Raw data:
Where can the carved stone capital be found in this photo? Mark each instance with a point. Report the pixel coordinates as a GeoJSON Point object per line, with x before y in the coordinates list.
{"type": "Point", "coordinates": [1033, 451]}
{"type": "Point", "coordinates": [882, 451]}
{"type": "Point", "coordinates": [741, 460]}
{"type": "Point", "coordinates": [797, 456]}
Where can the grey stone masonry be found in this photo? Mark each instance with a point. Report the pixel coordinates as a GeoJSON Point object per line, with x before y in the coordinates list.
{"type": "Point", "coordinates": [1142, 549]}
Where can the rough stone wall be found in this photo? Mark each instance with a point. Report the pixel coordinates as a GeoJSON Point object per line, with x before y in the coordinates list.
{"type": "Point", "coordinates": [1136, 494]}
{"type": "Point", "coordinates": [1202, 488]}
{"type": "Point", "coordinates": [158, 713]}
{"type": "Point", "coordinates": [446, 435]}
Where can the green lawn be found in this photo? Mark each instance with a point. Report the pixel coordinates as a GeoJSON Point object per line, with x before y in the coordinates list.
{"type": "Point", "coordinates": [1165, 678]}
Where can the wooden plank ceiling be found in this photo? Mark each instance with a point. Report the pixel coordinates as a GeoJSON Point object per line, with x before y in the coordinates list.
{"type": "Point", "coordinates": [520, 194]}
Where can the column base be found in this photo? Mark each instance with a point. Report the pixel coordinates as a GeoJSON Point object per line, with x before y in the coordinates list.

Task objective:
Return, verbatim, the items from the line containing "Where can the rough" through the end of the items, both ends included.

Task output:
Where can the rough stone wall be found in this photo? Mark each instance with a point. Report the pixel coordinates as a GeoJSON Point object per line, with x before y in the coordinates list.
{"type": "Point", "coordinates": [1136, 494]}
{"type": "Point", "coordinates": [1202, 488]}
{"type": "Point", "coordinates": [158, 713]}
{"type": "Point", "coordinates": [446, 435]}
Where can the green lawn be found in this photo? Mark each instance with a point. Report the pixel coordinates as a GeoJSON Point object per line, with x before y in the coordinates list.
{"type": "Point", "coordinates": [1165, 678]}
Where can the wooden plank ceiling be found in this photo? Mark each instance with a point. Report the pixel coordinates as a GeoJSON Point object per line, with x before y in the coordinates list.
{"type": "Point", "coordinates": [520, 194]}
Where can the column base be found in this photo? Mark each instance with a point. Report the pixel coordinates as a GeoJSON Point object per line, with x before y in the coordinates list.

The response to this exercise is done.